▶ **Provided text**:
With the Marcos Visit, Carney’s Middle-Power Diplomacy Comes Home

When Philippine President Ferdinand Marcos Jr. arrives in Vancouver on July 1, his four-day visit will be the first by a Philippine head of state to Canada in 11 years. More than a bilateral milestone, it will be the clearest indication yet that Prime Minister Mark Carney’s Indo-Pacific diplomacy is beginning to come home.

Mr. Carney has travelled across Asia to rebuild strained relationships, deepen ties with trusted partners and position Canada within a wider network of middle powers. Outbound diplomacy, however, is only half the test. Canada’s strategic relevance also depends on whether other leaders are prepared to invest political capital by coming here.

Mr. Marcos may be the first of several Asian leaders to do so, with Indian Prime Minister Narendra Modi and Japanese Prime Minister Sanae Takaichi among those invited this fall.

The Philippines is an important place to begin because it is where Canada’s Indo-Pacific Strategy has arguably had its greatest impact.

Since the strategy was launched in 2022, a relationship once anchored primarily in deep people-to-people connections has broadened into a more consequential partnership spanning trade, investment, energy, maritime security, cybersecurity and defence.

Nearly one million Canadians of Filipino descent continue to form the backbone of the relationship, while expanding economic and defence partnerships are giving it greater strategic weight.

The partnership is also rooted in a shared desire for greater agency and choice in an increasingly dangerous world. Although the Philippines remains a U.S. treaty ally, it is seeking a wider range of economic, defence and security partners.

Canada remains deeply integrated with the United States, but it, too, is trying to reduce concentrated dependencies and build stronger relationships elsewhere. Both countries are vulnerable to external economic shocks, weaponized supply chains and growing pressure on national sovereignty, making them natural partners in the kind of practical, purpose-built coalitions that Mr. Carney’s middle-power diplomacy is intended to produce.

Nowhere has the relationship advanced more quickly than in defence and security. Canada and the Philippines signed a Defence Co-operation Memorandum of Understanding in 2024, followed in 2025 by a Status of Visiting Forces Agreement—Canada’s first with an Indo-Pacific country. The agreement establishes the legal framework for the two countries’ armed forces to train and operate in each other’s territory.

In 2026, Canadian personnel moved for the first time from observer status to participating actively in the Philippines’ largest annual military exercise, Balikatan.

Earlier this month, Philippine Defence Secretary Gilberto Teodoro became the first Philippine defence minister to visit Canada. During his visit, the two countries signed a Mutual Logistics Support Arrangement and a statement of intent setting out a road map for closer co-operation in maritime security, joint exercises and defence industry.

The value of these agreements lies in their practical effects. They improve interoperability, widen Manila’s security relationships and demonstrate that Canada can contribute useful capabilities in maritime domain awareness, cyber resilience, training and logistics.

▶ **Supplied information**:
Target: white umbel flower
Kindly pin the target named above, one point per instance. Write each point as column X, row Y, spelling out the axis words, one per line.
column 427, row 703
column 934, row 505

▶ **Written task 1**: How would this sentence from the article on the Marcos visit to Canada read in Spanish: "The agreement establishes the legal framework for the two countries' armed forces to train and operate in each other's territory."?
▶ **Written task 2**: Can you carry on the article about the Marcos visit and Canada–Philippines ties, starting right after its final sentence?

▶ **Exercise result 1**: El acuerdo establece el marco jurídico para que las fuerzas armadas de los dos países entrenen y operen en el territorio del otro.

▶ **Exercise result 2**:
Canada’s Dark Vessel Detection program, which helps Philippine authorities identify vessels engaged in illegal or unreported activity, is precisely the kind of specialized contribution that regional partners need and value.

This co-operation also carries wider significance. The Philippines faces persistent Chinese coercion in the South China Sea, and Mr. Marcos’s visit comes just before the 10th anniversary of the 2016 Permanent Court of Arbitration ruling that rejected the legal basis for Beijing’s expansive maritime claims.

Canada has consistently supported the Philippines in upholding its claims per the United Nations Convention on the Law of the Sea (UNCLOS) and has a direct interest in freedom of navigation and the stability of the sea lanes on which global commerce depends. Strengthening Philippine capacity is therefore not an act of distant solidarity; it is an investment in the regional order that underpins Canadian prosperity.

Security co-operation may have advanced fastest, but economics will ultimately determine whether the broader partnership becomes durable. Bilateral merchandise trade reached $3.4-billion in 2025, while Canadian direct investment in the Philippines rose by more than 40 per cent. Those figures demonstrate momentum, but they remain modest relative to the size of the opportunity.

The resilience of the relationship will depend not only on defence, energy and infrastructure, but also on the people who connect the two countries. The Filipino Canadian community provides a foundation of trust, knowledge and commercial connectivity that Canada should treat as a strategic advantage.

Negotiations on both Canada–Philippines and Canada–ASEAN free-trade agreements are intended to conclude this year, during the Philippines’ ASEAN chairmanship, creating an opportunity to expand economic engagement and embed the bilateral relationship within a wider regional economic framework.

New trade frameworks, however, will matter only if they generate more investment, trade and commercial activity. Canada’s recent entry into the Luzon Economic Corridor offers one route from political goodwill to concrete projects.

Launched by the Philippines, Japan and the United States, the corridor is intended to mobilize investment in transportation, ports, clean energy, digital connectivity and advanced manufacturing.

Canada’s opening contribution—$2 million in technical assistance—is modest, but its value could extend well beyond that figure if it helps connect Canadian financing, pension capital and private-sector expertise with projects developed alongside trusted partners.

The corridor’s first investor forum, scheduled for Manila on 10-11 September, will offer an early test of that promise, and its clean-energy component points directly to the area in which bilateral co-operation is now most urgent.

In March, the Philippines became the first country in the world to declare a state of national energy emergency in response to the war in Iran, after the conflict disrupted supply chains, drove up fuel prices and exposed the country’s acute dependence on imported petroleum.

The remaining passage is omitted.